SUPPLIED TEXT:
[BEGIN]

Analysis Shows Nafta Has ‘Near-Zero’ Effect On U.S. Jobs Worst Fears, Highest Hopes From Trade Agreement Dashed

Sara Silver Associated Press

Haven’t heard that giant sucking sound? Maybe that’s because there hasn’t been one.

The North American Free Trade Agreement has not taken a substantial number of jobs from Americans, but neither has it generated the new employment its fans had promised, according to a U.S. government-funded study - the most comprehensive analysis yet of the 1994 accord.

NAFTA’s impact on U.S. jobs has been “near-zero” or slightly positive, researchers at the University of California at Los Angeles have found in a study to be released Thursday.

“The impact of NAFTA and of cutting tariffs is negligible. The main factor in creating U.S. export jobs is sustaining economic growth in Mexico - and we haven’t solved that problem yet,” said Raul Hinojosa, research director at UCLA’s North American Integration and Development Center.

NAFTA, which loosened restrictions on trade among Mexico, Canada and the United States, has created about 49,000 jobs through exports to Mexico. But at the same time, imports from Mexico have taken away more than 38,000 jobs, researchers found.

On balance, NAFTA has generated only 11,000 U.S. jobs since it became law Jan. 1, 1994 - an insignificant fraction of the country’s 125 million jobs.

When NAFTA was approved, the government created a program to retrain and give special unemployment benefits to people who lost jobs. However, the study found, less than 50 percent of people thrown out of work have been eligible for that program.

That’s because the government requires workers to prove they lost their jobs to increased trade with Mexico and Canada, a difficult task for former employees of small firms who lack the support of labor unions.

“There are problems identifying the impacted workers and we are concerned that they be identified and that their problems be addressed,” said Hinojosa.

Another government program was established to help communities where many people lost jobs. It, too, has qualification requirements that make it difficult for communities to prove they are eligible, the researchers found.

Union leaders agreed that the government has underestimated the number of workers who lost jobs because of trade. But they say the reason NAFTA has had little impact since 1994 is because it caused changes long before the treaty was signed into law.

[END]

(Bounding box annotation entries)

[BEGIN]

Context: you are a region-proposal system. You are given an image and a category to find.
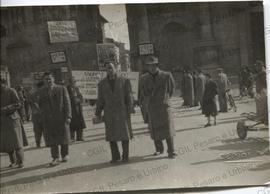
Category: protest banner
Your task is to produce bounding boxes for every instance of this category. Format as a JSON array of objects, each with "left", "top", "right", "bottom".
[
  {"left": 47, "top": 21, "right": 79, "bottom": 43},
  {"left": 96, "top": 43, "right": 119, "bottom": 70},
  {"left": 72, "top": 71, "right": 139, "bottom": 100}
]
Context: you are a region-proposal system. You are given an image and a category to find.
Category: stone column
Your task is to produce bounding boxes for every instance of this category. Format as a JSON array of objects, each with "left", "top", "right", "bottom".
[
  {"left": 194, "top": 3, "right": 219, "bottom": 73},
  {"left": 238, "top": 4, "right": 251, "bottom": 66},
  {"left": 126, "top": 4, "right": 150, "bottom": 70}
]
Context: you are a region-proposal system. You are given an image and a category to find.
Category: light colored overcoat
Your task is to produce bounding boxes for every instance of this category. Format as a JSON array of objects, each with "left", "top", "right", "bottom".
[
  {"left": 0, "top": 87, "right": 23, "bottom": 152},
  {"left": 142, "top": 70, "right": 175, "bottom": 140},
  {"left": 39, "top": 85, "right": 71, "bottom": 146},
  {"left": 96, "top": 76, "right": 133, "bottom": 141}
]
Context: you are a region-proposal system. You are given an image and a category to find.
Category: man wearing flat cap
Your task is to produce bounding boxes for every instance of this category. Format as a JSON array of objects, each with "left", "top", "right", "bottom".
[
  {"left": 142, "top": 56, "right": 176, "bottom": 158},
  {"left": 217, "top": 68, "right": 229, "bottom": 112}
]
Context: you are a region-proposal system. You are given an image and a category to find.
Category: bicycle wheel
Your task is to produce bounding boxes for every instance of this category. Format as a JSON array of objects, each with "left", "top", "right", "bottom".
[{"left": 229, "top": 95, "right": 237, "bottom": 112}]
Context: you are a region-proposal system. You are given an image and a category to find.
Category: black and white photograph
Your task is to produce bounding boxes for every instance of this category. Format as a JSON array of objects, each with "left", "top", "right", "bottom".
[{"left": 0, "top": 1, "right": 270, "bottom": 194}]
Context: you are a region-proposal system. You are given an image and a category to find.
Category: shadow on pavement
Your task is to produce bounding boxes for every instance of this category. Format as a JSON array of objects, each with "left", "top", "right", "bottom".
[
  {"left": 0, "top": 163, "right": 48, "bottom": 178},
  {"left": 191, "top": 138, "right": 269, "bottom": 165},
  {"left": 249, "top": 162, "right": 270, "bottom": 171},
  {"left": 0, "top": 155, "right": 169, "bottom": 189}
]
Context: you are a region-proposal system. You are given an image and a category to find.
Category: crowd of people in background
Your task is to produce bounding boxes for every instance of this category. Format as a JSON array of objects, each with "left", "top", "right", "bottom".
[{"left": 0, "top": 56, "right": 268, "bottom": 168}]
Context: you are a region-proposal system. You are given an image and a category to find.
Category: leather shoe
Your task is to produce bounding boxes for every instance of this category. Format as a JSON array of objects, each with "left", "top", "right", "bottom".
[
  {"left": 61, "top": 156, "right": 68, "bottom": 162},
  {"left": 50, "top": 158, "right": 60, "bottom": 166}
]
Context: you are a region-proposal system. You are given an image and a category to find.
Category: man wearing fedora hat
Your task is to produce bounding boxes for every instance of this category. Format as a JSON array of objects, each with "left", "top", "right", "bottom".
[{"left": 141, "top": 56, "right": 176, "bottom": 158}]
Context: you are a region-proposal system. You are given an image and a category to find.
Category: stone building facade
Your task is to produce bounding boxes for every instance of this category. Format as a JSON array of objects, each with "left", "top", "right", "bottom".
[
  {"left": 126, "top": 2, "right": 265, "bottom": 74},
  {"left": 1, "top": 5, "right": 107, "bottom": 86}
]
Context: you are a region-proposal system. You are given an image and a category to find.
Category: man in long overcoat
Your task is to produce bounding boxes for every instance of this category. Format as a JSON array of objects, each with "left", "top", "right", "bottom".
[
  {"left": 67, "top": 78, "right": 86, "bottom": 141},
  {"left": 196, "top": 69, "right": 206, "bottom": 108},
  {"left": 95, "top": 62, "right": 133, "bottom": 163},
  {"left": 29, "top": 81, "right": 44, "bottom": 148},
  {"left": 139, "top": 72, "right": 149, "bottom": 123},
  {"left": 202, "top": 74, "right": 218, "bottom": 127},
  {"left": 181, "top": 70, "right": 187, "bottom": 106},
  {"left": 185, "top": 70, "right": 194, "bottom": 107},
  {"left": 143, "top": 56, "right": 176, "bottom": 158},
  {"left": 217, "top": 68, "right": 229, "bottom": 112},
  {"left": 39, "top": 73, "right": 72, "bottom": 166},
  {"left": 0, "top": 79, "right": 24, "bottom": 168},
  {"left": 192, "top": 69, "right": 199, "bottom": 106}
]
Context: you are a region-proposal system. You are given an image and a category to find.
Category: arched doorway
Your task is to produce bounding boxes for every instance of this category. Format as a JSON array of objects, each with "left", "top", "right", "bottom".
[{"left": 158, "top": 22, "right": 192, "bottom": 71}]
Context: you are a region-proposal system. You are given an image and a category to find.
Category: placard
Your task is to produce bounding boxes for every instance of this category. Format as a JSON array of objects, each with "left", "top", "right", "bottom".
[
  {"left": 138, "top": 43, "right": 154, "bottom": 55},
  {"left": 48, "top": 21, "right": 79, "bottom": 43},
  {"left": 96, "top": 43, "right": 119, "bottom": 70},
  {"left": 72, "top": 71, "right": 139, "bottom": 100},
  {"left": 50, "top": 51, "right": 67, "bottom": 63}
]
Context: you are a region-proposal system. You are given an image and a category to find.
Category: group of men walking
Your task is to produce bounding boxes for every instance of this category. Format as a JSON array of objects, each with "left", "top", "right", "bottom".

[END]

WHAT YOU NEED TO DO:
1. According to the NAFTA article, how many U.S. jobs have imports from Mexico taken away?
2. Write the next portion of the NAFTA article, picking up after its final sentence.
The rows were drawn from a separate source.

RESULTS OF THE TASKS:
1. More than 38,000 jobs.

2.
U.S. automakers, for example, moved much of their assembly work to Mexico in the 1980s.

Mark Anderson, director of trade affairs for the AFL-CIO labor federation, agreed with the UCLA researchers that the United States will create jobs by selling more products to NAFTA trade partners. To do that, he said, U.S. and multinational companies must pay Mexican workers more instead of sending more jobs to Mexico.

“The corporations are still paying Mexicans $1 an hour,” he said. “If they wanted them to buy more, they’d pay them more.”

During the NAFTA debate, some economists predicted that each $1 billion in trade would generate 15,000 jobs. The UCLA study says that has not happened.

Economists were wary of commenting on the study before it is released, but one NAFTA opponent said it was implausible that the United States had not lost jobs from increased trade.

“It’s hard to make the argument that we’ve created jobs through NAFTA when our collective trade deficit with Mexico and Canada has quadrupled since 1993,” said Thea Lee, an economist from the Economic Policy Institute in Washington.

One limitation of the study is that it does not analyze in detail the effects of trade with Canada - whose trade with the United States is double that of Mexico’s.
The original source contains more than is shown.